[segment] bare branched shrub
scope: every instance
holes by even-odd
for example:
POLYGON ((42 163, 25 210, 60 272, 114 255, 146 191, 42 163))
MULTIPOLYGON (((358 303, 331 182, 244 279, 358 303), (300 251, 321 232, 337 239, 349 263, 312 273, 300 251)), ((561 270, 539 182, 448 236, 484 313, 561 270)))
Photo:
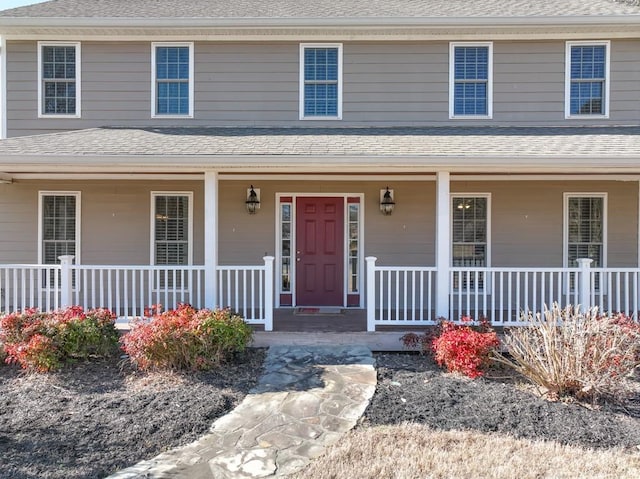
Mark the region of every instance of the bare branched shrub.
POLYGON ((554 304, 542 316, 522 319, 527 326, 506 331, 508 355, 499 362, 551 396, 597 401, 628 395, 627 376, 640 364, 640 326, 631 318, 554 304))

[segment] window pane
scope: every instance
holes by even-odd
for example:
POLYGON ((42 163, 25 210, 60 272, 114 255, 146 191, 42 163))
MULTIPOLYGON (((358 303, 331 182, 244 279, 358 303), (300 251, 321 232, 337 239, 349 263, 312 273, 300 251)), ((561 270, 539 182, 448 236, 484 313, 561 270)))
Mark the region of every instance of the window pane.
POLYGON ((76 197, 48 195, 41 201, 42 260, 58 264, 59 256, 76 252, 76 197))
POLYGON ((338 49, 305 48, 304 115, 338 115, 338 49))
POLYGON ((189 197, 155 196, 156 264, 189 263, 189 197))
POLYGON ((189 47, 156 47, 156 113, 189 114, 189 47))
POLYGON ((454 115, 488 115, 489 47, 454 47, 454 115))
POLYGON ((604 198, 570 197, 568 201, 569 266, 577 266, 579 258, 590 258, 592 266, 603 264, 604 251, 604 198))
POLYGON ((606 47, 571 47, 569 112, 572 115, 604 114, 606 47))
POLYGON ((486 266, 487 198, 452 199, 453 266, 486 266))

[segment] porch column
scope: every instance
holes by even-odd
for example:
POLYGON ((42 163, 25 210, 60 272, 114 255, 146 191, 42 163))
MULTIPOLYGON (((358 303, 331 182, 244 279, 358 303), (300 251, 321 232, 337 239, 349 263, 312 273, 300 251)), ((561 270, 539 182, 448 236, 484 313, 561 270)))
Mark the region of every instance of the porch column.
POLYGON ((436 318, 449 318, 449 267, 451 265, 451 200, 449 172, 436 173, 436 318))
POLYGON ((578 258, 576 260, 580 268, 580 280, 578 281, 578 301, 580 311, 586 313, 591 308, 591 263, 592 259, 578 258))
POLYGON ((204 306, 218 306, 218 172, 204 172, 204 306))
POLYGON ((60 260, 60 307, 68 308, 73 305, 73 255, 58 256, 60 260))

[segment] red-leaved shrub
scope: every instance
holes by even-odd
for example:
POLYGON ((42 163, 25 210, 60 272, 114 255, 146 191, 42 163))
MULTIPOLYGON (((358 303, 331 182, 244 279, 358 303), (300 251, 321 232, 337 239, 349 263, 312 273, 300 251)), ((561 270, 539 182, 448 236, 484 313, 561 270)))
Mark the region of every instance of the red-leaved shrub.
POLYGON ((463 317, 462 325, 443 321, 441 332, 431 343, 435 360, 449 372, 477 378, 489 366, 491 354, 500 345, 498 336, 486 321, 481 321, 479 330, 470 326, 471 319, 463 317))
POLYGON ((207 370, 244 351, 253 330, 229 309, 196 310, 181 304, 136 322, 121 338, 122 349, 138 368, 207 370))
POLYGON ((117 350, 115 315, 79 306, 44 313, 37 309, 0 318, 5 362, 24 369, 53 371, 65 362, 105 357, 117 350))
POLYGON ((433 353, 438 365, 447 371, 470 378, 484 374, 493 351, 500 345, 498 336, 486 320, 474 326, 469 317, 463 317, 462 324, 440 319, 437 332, 408 333, 400 339, 406 347, 421 347, 424 353, 433 353))

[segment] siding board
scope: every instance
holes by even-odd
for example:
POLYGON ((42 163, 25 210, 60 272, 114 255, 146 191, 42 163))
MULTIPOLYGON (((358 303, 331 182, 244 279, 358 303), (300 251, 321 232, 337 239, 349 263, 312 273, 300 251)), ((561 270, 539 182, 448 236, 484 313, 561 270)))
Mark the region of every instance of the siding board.
MULTIPOLYGON (((82 42, 82 118, 37 119, 36 42, 7 43, 10 136, 103 125, 307 126, 299 44, 196 42, 193 119, 151 118, 150 42, 82 42)), ((640 117, 640 39, 611 42, 609 119, 564 119, 563 41, 494 43, 492 126, 606 125, 640 117)), ((344 115, 314 126, 447 126, 447 42, 344 42, 344 115), (375 115, 372 115, 375 113, 375 115)))

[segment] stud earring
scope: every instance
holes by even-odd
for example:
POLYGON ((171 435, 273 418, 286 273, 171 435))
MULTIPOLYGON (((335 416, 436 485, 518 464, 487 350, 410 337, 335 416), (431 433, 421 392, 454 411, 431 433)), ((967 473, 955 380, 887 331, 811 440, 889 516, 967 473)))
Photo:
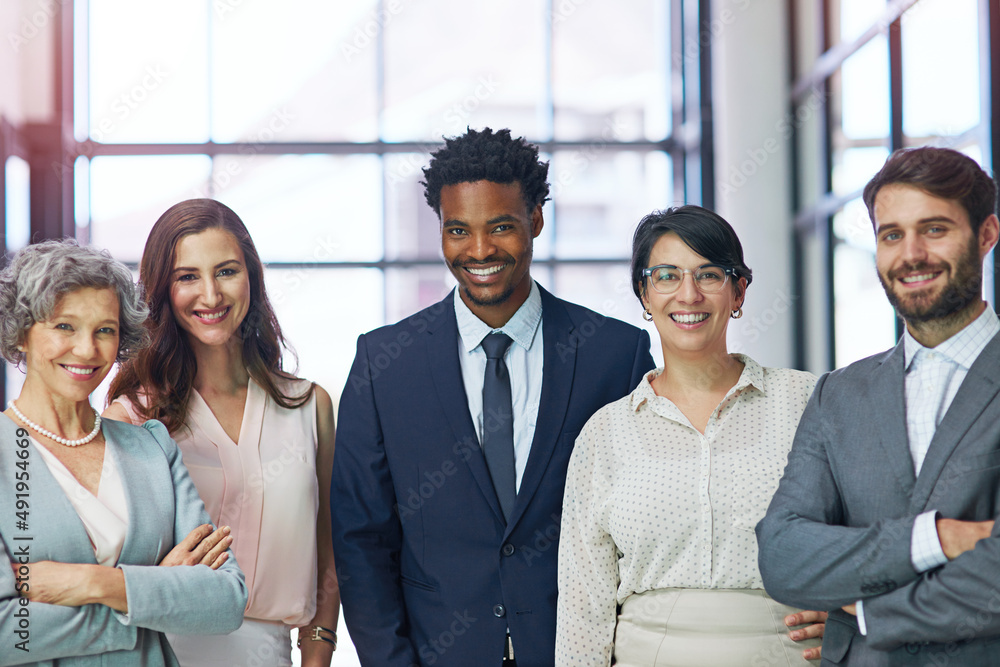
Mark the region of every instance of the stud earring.
POLYGON ((743 317, 743 307, 740 306, 739 308, 734 310, 732 313, 729 314, 729 317, 733 318, 734 320, 738 320, 741 317, 743 317))

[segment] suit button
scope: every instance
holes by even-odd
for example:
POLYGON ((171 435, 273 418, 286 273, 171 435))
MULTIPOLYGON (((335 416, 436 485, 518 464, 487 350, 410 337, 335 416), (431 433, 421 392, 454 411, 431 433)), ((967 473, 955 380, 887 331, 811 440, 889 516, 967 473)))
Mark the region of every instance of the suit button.
POLYGON ((504 614, 506 613, 507 610, 504 609, 504 606, 502 604, 493 605, 493 615, 496 616, 497 618, 503 618, 504 614))
POLYGON ((514 545, 513 544, 505 544, 505 545, 503 545, 503 549, 501 550, 501 553, 503 553, 504 556, 513 556, 514 555, 514 545))
POLYGON ((909 653, 910 655, 916 655, 920 653, 920 644, 912 644, 912 643, 907 644, 906 652, 909 653))

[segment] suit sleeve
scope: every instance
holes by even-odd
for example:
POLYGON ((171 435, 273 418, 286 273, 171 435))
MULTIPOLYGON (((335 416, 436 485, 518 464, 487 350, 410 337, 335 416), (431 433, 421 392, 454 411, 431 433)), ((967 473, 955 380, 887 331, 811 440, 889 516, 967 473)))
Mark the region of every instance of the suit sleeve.
MULTIPOLYGON (((17 558, 0 540, 0 665, 21 665, 71 656, 126 651, 135 647, 136 628, 122 625, 110 607, 23 604, 8 562, 17 558), (22 643, 23 642, 23 643, 22 643)), ((30 583, 30 582, 29 582, 30 583)))
MULTIPOLYGON (((639 340, 635 346, 635 357, 632 362, 632 378, 629 380, 629 392, 639 386, 643 376, 656 368, 653 355, 649 352, 649 333, 639 332, 639 340)), ((626 392, 628 393, 628 392, 626 392)))
MULTIPOLYGON (((212 521, 166 427, 149 421, 143 428, 152 433, 170 466, 174 539, 183 539, 196 527, 212 521)), ((127 625, 158 632, 212 635, 227 634, 243 623, 247 588, 235 558, 230 557, 217 570, 207 565, 119 567, 125 573, 129 609, 121 620, 127 625)))
MULTIPOLYGON (((913 581, 914 516, 846 526, 829 451, 820 378, 795 433, 788 465, 767 514, 757 524, 764 588, 801 609, 837 609, 913 581)), ((865 602, 868 618, 868 602, 865 602)))
POLYGON ((584 427, 566 475, 559 537, 556 667, 607 667, 614 649, 619 556, 600 517, 611 492, 611 467, 607 459, 598 457, 600 440, 590 426, 584 427))
POLYGON ((865 600, 868 644, 951 643, 1000 637, 1000 523, 993 534, 902 588, 865 600))
POLYGON ((344 620, 366 667, 421 664, 400 584, 402 525, 386 458, 365 336, 340 399, 330 515, 344 620))

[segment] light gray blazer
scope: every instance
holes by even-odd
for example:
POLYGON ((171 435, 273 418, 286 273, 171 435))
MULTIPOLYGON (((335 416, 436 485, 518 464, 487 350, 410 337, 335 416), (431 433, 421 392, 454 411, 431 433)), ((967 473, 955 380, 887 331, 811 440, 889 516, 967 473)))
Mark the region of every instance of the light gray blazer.
POLYGON ((1000 336, 969 369, 914 477, 903 343, 820 378, 788 466, 757 525, 760 572, 776 600, 837 610, 823 664, 996 665, 1000 524, 942 567, 917 574, 914 518, 994 519, 1000 510, 1000 336), (864 600, 868 635, 840 607, 864 600))
MULTIPOLYGON (((11 569, 0 566, 0 665, 176 665, 161 633, 224 634, 243 622, 247 589, 232 553, 214 571, 204 565, 150 567, 193 528, 210 523, 167 429, 157 421, 132 426, 104 420, 101 430, 128 500, 128 535, 118 561, 128 616, 99 604, 22 606, 11 569), (19 616, 25 609, 28 616, 19 616), (27 652, 16 647, 24 625, 27 652)), ((32 562, 96 563, 83 523, 45 462, 32 445, 18 446, 24 433, 19 436, 17 425, 0 414, 0 564, 16 562, 25 548, 32 562), (27 451, 27 464, 18 451, 27 451), (27 484, 20 490, 26 496, 18 496, 19 481, 27 484), (26 509, 17 506, 19 500, 26 509), (19 511, 27 515, 19 517, 19 511), (21 520, 26 530, 18 526, 21 520)))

» What to produce: Return only the number of lines in the data that hold the string "segment".

» Expected answer: 9